Senin, 11 Maret 2019

Merpati yang Ingkar Janji

Terbang tinggi bukan hal sulit.
Yang sulit adalah tetap menapak bumi, sementara kau tahu
betapa nikmatnya terbang tinggi.
@noffret


“Aku akan membuatmu berdarah, bangsat!” Dan dia melakukannya.

Kelak, pertarungan pertama di jalanan itu mengantarkannya menjadi petarung tangguh dan paling ditakuti di dunia. Tapi jalan takdir tak pernah bisa diduga. Ia bisa mengantarmu menjadi seorang juara, juga bisa menghancurkanmu dengan cara paling brutal.

Tumbuh sebagai anak miskin dengan orang tua tunggal, Michael Gerard Tyson adalah sosok pendiam. Dia tidak sempat mengenal ayahnya, karena sang ayah pergi saat Tyson berusia 2 tahun. Sang ibu, Lorna Smith, sendirian membesarkan Tyson, dan bocah itu tumbuh menjadi anak yang suka mengurung diri di rumah. Dia tak punya teman. Sementara lingkungan tempat tinggalnya, Brooklyn, dikenal sebagai tempat yang keras. Bocah itu pun lebih senang tinggal di rumah.
****
**Instruksi dan Ketentuan:** Teruskan kisah tentang masa kecil Tyson di atas, dimulai setelah kalimat terakhirnya.

**Bahan yang Disediakan:**
****
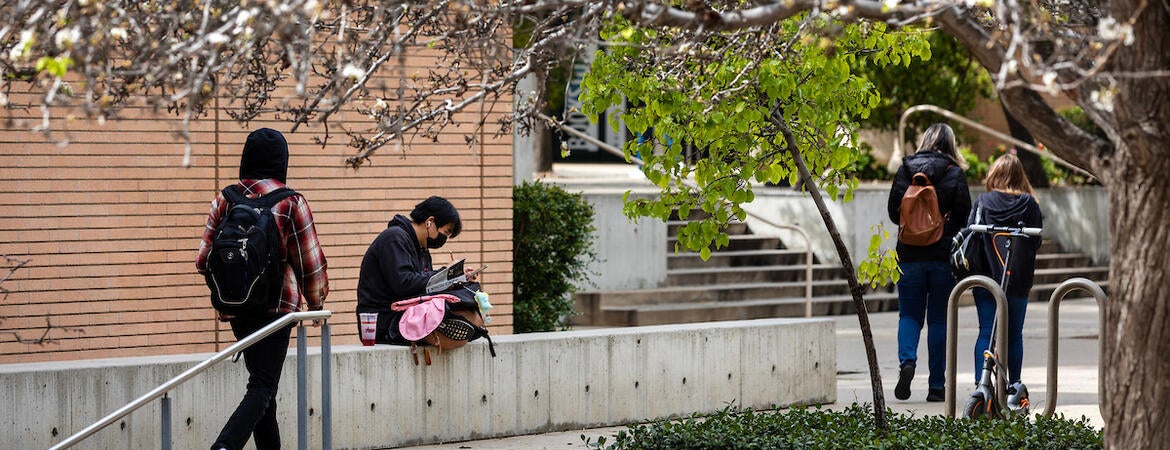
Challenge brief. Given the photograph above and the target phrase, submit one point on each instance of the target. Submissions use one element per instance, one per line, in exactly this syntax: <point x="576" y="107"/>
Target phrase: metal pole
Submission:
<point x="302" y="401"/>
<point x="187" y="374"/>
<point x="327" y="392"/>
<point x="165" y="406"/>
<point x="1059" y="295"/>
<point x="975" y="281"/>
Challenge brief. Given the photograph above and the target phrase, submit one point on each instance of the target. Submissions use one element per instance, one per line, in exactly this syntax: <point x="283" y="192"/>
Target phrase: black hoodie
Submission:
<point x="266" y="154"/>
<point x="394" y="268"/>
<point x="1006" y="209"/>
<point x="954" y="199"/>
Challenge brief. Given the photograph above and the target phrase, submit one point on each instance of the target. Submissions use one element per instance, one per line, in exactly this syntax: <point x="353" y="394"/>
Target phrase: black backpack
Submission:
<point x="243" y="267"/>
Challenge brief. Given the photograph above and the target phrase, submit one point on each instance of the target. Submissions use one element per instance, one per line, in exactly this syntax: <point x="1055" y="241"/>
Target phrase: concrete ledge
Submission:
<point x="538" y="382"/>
****
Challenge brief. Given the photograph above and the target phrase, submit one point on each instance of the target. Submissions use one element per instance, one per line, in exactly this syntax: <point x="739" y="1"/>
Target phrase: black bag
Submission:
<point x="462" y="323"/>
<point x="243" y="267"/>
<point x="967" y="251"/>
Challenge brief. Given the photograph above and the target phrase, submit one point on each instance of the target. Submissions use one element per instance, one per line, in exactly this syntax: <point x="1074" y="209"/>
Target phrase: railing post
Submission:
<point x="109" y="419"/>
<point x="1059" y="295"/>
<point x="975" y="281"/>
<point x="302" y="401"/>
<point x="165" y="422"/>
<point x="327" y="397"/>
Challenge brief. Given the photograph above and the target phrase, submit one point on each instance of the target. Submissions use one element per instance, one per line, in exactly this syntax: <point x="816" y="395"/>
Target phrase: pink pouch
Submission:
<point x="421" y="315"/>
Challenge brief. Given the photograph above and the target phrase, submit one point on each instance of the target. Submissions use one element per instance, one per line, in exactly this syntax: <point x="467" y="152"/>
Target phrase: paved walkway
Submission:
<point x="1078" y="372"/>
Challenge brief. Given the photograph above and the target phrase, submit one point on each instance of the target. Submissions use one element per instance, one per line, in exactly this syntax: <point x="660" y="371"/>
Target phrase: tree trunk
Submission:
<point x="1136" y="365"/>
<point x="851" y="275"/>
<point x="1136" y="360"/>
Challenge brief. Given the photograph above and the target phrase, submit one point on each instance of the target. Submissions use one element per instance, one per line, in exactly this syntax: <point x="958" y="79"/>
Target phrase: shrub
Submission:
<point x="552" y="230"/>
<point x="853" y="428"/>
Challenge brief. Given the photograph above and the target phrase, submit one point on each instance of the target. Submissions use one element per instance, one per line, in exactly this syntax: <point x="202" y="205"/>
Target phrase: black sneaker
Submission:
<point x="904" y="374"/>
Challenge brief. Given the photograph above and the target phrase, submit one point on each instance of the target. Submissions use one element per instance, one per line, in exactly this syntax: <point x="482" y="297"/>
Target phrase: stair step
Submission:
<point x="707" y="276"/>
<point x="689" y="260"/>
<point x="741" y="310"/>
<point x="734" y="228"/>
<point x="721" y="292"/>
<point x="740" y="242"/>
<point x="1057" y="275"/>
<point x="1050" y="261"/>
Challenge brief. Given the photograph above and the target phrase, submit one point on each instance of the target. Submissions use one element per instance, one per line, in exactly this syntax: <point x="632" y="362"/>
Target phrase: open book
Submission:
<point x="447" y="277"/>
****
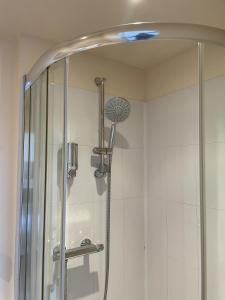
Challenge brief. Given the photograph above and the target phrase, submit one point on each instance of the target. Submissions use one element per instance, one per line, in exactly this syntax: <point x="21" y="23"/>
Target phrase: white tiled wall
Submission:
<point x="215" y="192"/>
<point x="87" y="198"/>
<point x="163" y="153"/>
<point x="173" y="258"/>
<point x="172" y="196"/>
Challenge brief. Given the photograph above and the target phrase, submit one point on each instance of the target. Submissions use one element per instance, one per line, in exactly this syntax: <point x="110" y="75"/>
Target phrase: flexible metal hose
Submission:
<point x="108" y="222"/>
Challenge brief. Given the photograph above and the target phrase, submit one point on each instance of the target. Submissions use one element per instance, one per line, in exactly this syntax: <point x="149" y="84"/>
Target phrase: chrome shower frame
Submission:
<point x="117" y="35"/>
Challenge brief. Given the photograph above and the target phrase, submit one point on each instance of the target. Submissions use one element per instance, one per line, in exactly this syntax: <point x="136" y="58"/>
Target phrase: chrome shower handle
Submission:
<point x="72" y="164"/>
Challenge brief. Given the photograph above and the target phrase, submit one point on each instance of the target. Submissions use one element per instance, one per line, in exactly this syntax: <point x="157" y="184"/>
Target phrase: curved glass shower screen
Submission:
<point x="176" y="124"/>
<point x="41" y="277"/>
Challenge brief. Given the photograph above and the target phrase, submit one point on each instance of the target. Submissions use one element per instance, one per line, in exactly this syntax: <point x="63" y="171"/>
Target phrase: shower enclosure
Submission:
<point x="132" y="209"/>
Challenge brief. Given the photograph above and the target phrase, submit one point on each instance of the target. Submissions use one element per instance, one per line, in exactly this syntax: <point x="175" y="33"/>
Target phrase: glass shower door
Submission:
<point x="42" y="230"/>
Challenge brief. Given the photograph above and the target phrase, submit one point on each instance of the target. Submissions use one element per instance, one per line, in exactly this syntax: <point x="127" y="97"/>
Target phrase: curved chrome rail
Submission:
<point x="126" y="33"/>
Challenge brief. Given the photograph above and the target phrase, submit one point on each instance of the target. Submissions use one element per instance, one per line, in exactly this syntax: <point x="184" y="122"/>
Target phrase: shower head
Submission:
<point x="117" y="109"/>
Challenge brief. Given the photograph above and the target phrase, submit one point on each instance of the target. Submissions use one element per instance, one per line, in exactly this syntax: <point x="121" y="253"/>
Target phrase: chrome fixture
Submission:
****
**Jawaban:**
Karena tidak memiliki teman, dia biasa menghibur diri dengan berkunjung ke Taman Kota Brownsville, yang tak jauh dari rumahnya. Di taman itu ada banyak burung merpati berkerumun, dan dia senang menyaksikan mereka. Bagi Tyson, waktu itu, merpati adalah makhluk lembut yang ajaib.

Karena ketertarikannya pula, Tyson mengumpulkan uang untuk membeli seekor merpati. Ia merawat merpati miliknya dengan penuh sayang, dan itulah satu-satunya teman yang ia miliki. Ia rajin memberinya makan, memandikannya, bersamain-main, dan bersenda gurau dengannya. Hidup Tyson waktu itu hanya sebatas dengan burung merpati.

Suatu hari, dia terkejut mendapati merpati kesayangannya hilang, tak ada lagi di sangkar. Ketika mencoba mencari, yang ia dapati sungguh mengerikan.

Di Brooklyn, seperti umumnya di lingkungan keras lain, ada bocah-bocah yang tumbuh menjadi berandal. Bocah-bocah itu senang mencari gara-gara, dari mencorat-coret tembok, menghancurkan kaca mobil tetangga, melempari rumah, sampai menantang berkelahi siapa pun. Salah satu berandal di sana tahu, Tyson memelihara merpati dan menyayangi burung itu. Jadi, si berandal mengerjai Tyson, ingin melihatnya menangis.

Ketika Tyson sedang bingung di halaman rumah mencari merpati kesayangannya, berandal itu memanggil Tyson, dan berkata, “Lihat ini!”

Tyson menatap berandal di depan halaman rumahnya. Si berandal memegangi merpati yang ia cari-cari. Kemudian, dengan dingin, bocah berandal itu memelintir kepala merpati milik Tyson, lalu melemparkannya ke halaman rumah, di depan Tyson berdiri.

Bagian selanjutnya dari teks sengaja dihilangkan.